Dataset rows.
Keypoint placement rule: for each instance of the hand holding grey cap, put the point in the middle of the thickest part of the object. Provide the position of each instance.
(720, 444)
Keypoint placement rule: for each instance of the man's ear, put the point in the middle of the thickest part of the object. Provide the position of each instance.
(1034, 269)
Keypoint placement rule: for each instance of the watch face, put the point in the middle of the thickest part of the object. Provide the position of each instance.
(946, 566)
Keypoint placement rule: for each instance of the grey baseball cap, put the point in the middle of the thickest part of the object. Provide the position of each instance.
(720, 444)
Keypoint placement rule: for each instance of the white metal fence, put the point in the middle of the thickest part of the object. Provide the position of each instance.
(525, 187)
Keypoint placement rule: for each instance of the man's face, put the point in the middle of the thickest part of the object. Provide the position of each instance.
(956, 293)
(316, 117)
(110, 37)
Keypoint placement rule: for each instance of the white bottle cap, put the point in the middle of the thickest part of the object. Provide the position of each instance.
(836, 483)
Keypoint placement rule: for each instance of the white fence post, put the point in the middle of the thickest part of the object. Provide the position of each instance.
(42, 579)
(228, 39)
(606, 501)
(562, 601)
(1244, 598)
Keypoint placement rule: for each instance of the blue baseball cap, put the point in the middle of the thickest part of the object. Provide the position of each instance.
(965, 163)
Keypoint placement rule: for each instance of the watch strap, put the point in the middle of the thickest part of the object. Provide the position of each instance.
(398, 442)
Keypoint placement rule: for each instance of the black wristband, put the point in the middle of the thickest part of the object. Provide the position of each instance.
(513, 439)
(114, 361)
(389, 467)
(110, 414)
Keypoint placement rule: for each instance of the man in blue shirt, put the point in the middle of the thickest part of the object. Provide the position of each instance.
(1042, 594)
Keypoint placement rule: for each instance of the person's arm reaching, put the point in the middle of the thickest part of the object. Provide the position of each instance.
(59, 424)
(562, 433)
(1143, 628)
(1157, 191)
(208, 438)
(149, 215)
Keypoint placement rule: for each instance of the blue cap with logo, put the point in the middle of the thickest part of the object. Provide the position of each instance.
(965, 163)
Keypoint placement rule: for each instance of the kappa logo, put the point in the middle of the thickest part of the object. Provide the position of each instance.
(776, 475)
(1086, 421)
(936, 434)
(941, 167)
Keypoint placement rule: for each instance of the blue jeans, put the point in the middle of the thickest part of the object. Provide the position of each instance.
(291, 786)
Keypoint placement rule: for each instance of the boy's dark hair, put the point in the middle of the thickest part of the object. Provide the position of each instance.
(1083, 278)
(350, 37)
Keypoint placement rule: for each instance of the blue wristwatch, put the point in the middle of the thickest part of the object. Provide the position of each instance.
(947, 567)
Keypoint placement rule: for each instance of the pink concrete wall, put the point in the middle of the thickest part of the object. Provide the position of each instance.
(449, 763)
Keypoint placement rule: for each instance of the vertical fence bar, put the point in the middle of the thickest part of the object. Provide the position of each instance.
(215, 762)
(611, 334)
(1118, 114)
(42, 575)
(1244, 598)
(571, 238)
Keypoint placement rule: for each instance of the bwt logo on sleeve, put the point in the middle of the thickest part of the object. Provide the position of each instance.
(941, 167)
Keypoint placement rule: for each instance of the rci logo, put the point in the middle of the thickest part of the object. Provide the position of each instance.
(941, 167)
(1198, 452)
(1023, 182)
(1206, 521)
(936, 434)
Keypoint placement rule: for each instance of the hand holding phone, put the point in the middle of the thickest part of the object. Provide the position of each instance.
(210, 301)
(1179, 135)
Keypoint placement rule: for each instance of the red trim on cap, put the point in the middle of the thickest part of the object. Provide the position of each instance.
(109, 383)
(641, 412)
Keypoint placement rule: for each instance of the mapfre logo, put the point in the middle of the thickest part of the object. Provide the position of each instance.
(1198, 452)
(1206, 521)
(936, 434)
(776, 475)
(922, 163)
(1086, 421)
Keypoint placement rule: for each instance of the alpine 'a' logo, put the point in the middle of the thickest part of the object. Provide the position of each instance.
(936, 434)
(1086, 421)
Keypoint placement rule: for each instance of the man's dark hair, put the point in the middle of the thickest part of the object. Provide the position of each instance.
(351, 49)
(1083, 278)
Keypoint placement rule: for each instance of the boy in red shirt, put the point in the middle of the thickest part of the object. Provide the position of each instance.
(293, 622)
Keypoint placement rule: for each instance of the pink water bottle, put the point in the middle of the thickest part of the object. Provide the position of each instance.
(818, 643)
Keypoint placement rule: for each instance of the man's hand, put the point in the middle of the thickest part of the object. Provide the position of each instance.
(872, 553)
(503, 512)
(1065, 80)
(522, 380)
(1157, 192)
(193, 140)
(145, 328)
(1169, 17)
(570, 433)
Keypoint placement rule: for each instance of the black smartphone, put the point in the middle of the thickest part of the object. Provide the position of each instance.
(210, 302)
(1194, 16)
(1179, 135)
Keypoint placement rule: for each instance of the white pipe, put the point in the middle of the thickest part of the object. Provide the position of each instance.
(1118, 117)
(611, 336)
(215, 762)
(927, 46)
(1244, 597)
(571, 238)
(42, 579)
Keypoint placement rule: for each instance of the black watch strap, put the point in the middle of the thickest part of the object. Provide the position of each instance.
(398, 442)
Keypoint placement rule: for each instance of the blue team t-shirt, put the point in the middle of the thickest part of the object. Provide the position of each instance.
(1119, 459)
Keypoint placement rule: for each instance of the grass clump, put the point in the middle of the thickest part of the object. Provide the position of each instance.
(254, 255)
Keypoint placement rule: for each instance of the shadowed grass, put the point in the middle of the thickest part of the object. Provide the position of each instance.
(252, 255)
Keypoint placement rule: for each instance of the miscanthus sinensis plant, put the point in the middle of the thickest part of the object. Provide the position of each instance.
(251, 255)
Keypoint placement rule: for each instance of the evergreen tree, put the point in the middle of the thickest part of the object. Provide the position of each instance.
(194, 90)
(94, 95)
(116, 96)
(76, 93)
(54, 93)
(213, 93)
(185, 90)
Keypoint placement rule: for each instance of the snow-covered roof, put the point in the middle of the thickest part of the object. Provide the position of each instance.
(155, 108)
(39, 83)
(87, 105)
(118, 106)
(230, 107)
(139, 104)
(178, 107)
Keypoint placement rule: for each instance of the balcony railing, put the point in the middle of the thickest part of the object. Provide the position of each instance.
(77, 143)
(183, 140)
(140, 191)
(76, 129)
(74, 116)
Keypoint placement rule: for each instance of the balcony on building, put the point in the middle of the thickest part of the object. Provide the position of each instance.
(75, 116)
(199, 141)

Written exercise.
Take the lines above and print them exactly.

Reply to the task.
Keypoint placement rule: for each instance of the hand holding grey cap, put the point in the middle of the thickest part of the object. Provide the position of each instance.
(720, 444)
Keypoint placement rule: for each instance of the man's ear, put the point in the middle of the thickest part of the object. Provide the position of each instance.
(1034, 269)
Keypoint placement rule: for each instance of the watch face, put the point in the middle of the thickest part of the object. Provide the position of each instance.
(946, 566)
Keypoint placement rule: for each instance of the grey baseball cap, put the point in the middle of the thickest part of the object. Provide the position of each instance.
(720, 444)
Keypoint placement rule: for each instance of the white metal fence, put the point in the middle of the thickest part of the object. Provide the position of each instance.
(525, 187)
Keypoint placement rule: for each instance of the man's face, put the point in the middle of the thickest part of the object. Provide the position of each instance.
(956, 293)
(316, 117)
(110, 37)
Keypoint placement rule: for each instance of the white bottle cap, put the point in the middle of the thickest part of the object. Provide the position of each instance.
(836, 483)
Keypoint placement rule: for each instance of the white fence post, put the point in the middle of the thickest part of the object. Provide the position of each instance.
(42, 579)
(228, 39)
(606, 501)
(562, 601)
(1244, 598)
Keypoint placement rule: for each instance of the blue baseball cap, put the point in the middle of the thickest part of the object. Provide the position of each instance.
(965, 163)
Keypoint placement rule: for each instance of the watch strap, put the point in the middle of the thickest part of the object. Provide the position of each instance.
(398, 442)
Keypoint placement rule: for each instance of the black wristband, put the point in the middle of the thickest part of the object. Provide the position of each instance.
(513, 439)
(114, 361)
(389, 467)
(110, 414)
Keypoint placement rule: for each instance of the man in blue shirt, put the point in the middle of the thickest part of the object. Provide the position of each instance.
(1042, 594)
Keypoint placement rule: for each instance of the person's arm reaching, put the point in the middle of the thickest part of the object. Provide the position of each instance.
(59, 424)
(562, 433)
(1143, 628)
(1157, 191)
(208, 438)
(149, 215)
Keypoint placement rule: for each instance of the blue cap with logo, put the point in the middle of the thickest part of the object. Provide the position of each instance.
(965, 163)
Keypoint placement rule: for each instance of the kappa logo, put the point in the middle of the thickest part of the object. Provide the position of each instance.
(776, 475)
(1086, 421)
(936, 434)
(941, 167)
Keypoint placement rule: for each instance of the blue jeans, put the point in the middle of the thickest part of the object. Provide the position of each instance.
(291, 786)
Keypoint placement rule: for each instance of the boy's dark hair, put the point in the middle of the thickest part of the object. Provide the position of each instance.
(1083, 278)
(350, 37)
Keypoint placement rule: for each instance of the blue wristwatch, put the point in the middle of the thickest part of the object. Provide the position of each instance.
(947, 567)
Keypoint placement rule: for each instance of the pink concrete wall, put the point in the middle of the thickest part of the object. Provide the position of each instance.
(449, 763)
Keypoint placement rule: for each instance of the vertical fence bar, put the point in the middle of the thickest part of the object. Provide the position of each instance.
(215, 762)
(611, 334)
(1118, 114)
(42, 575)
(1244, 598)
(571, 238)
Keypoint placement rule: for each instance of the bwt logo on sleeve, put the point in the middle of the thickest part of the object. Provide the position of each instance.
(941, 167)
Keypoint placement rule: for each instance of the rci logo, put the point in the middle of the thickest part of the object. Provide the position of each instance.
(941, 167)
(1198, 452)
(1023, 182)
(1206, 521)
(936, 434)
Keypoint placement rule: for each instance of the hand holding phone, put the point in the middle of the thickest part of the object. Provide the position of each instance.
(210, 301)
(1179, 135)
Keypoint placement rule: for each instance of the red trim on cap, put the point in the middle of the thickest part of the object. Provide the position of each instance.
(109, 383)
(641, 412)
Keypoint placement rule: for each instance of the mapfre logo, put the point in the middle of the thickest part of the object. Provide the position of each instance.
(1198, 452)
(1206, 521)
(936, 434)
(776, 475)
(922, 163)
(1086, 421)
Keypoint placement rule: for each instance of the alpine 'a' logo, put the point in the middle of the thickest part of the object. Provide the position of each instance.
(936, 434)
(1086, 421)
Keypoint placement rule: for each instance of the man's dark hair, put the point in the middle of the thickest part of the object. Provide the position of each instance.
(351, 49)
(1083, 278)
Keypoint placement rule: for each instance of the boy in red shirt, put the point in the middle of the thickest part of the object. Provide the position of each instance.
(293, 622)
Keypoint placement rule: for each instance of the pink water bottle, put the point in the middle of the thickest part of the object. Provide the position of each instance.
(818, 643)
Keypoint placement rule: for each instance of the man's hand, put the point in the middle of the thickest part of the object. Provide the position of each instance.
(872, 553)
(503, 512)
(1065, 80)
(522, 380)
(1157, 192)
(193, 140)
(145, 328)
(1169, 17)
(570, 433)
Keypoint placement rule: for each instance of the black smartphone, put the point in the middle of the thickest part of the object. Provide the position of each instance.
(210, 302)
(1194, 16)
(1179, 135)
Keypoint placement rule: for each instance of the white pipe, put the point in the middle of the thickest part of the object. Provide the position of each instance.
(1118, 117)
(611, 336)
(215, 762)
(927, 46)
(1244, 597)
(571, 238)
(42, 579)
Keypoint placement rule: for each instance of the black watch strap, put the point in the middle of the thickest part of the object. Provide the position of each instance.
(398, 442)
Keypoint placement rule: for each instance of the blue team t-shirt, put the point in the middle of the thickest part of the object. Provide the position of each instance.
(1119, 459)
Keypoint placement rule: for each instance of the grass clump, put the point in the middle of the thickest part of the object. Provide the position of each instance.
(254, 255)
Keypoint placement rule: for each instance of the shadowed grass, put the point in the middle of the thickest part of the object. Provide the position of each instance.
(252, 255)
Keypoint placement rule: for each instance of the miscanthus sinensis plant, put the point in the middle of the thickest part of the object. Provide the position of each instance.
(251, 255)
Keypoint placement rule: for each instance of the evergreen tree, put the point in the middle of the thickest part of the object. Provide the position of each instance.
(194, 90)
(94, 95)
(116, 96)
(76, 93)
(54, 93)
(213, 93)
(185, 90)
Keypoint placement rule: for each instance of the snow-covered roof, put the point in the middle of the thickest part of the object. Provide the position of each instance.
(155, 108)
(39, 83)
(87, 105)
(118, 106)
(230, 107)
(139, 104)
(178, 107)
Keypoint placement rule: for each instance of the balcony railing, put the point in the middle of the thickest part of the object. Provide the position of each instance.
(77, 143)
(183, 140)
(140, 191)
(76, 129)
(74, 116)
Keypoint placement rule: for each instance of the balcony on building, put the point in the middle of the thickest part of the object. Provide the position of each instance.
(75, 116)
(199, 141)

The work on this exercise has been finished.